WHAT THIS TASK INVOLVES:
From first line to last, the records below are to be duplicated exactly.

[Stored entries]
----------------

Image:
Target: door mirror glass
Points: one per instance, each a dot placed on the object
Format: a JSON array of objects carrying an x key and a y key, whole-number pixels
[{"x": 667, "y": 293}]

----------------

RESULT OF THE EXERCISE:
Image:
Target: door mirror glass
Points: one per instance, each a dot placed on the object
Format: a JSON array of objects carrying an x key and a y key, whole-number pixels
[{"x": 667, "y": 293}]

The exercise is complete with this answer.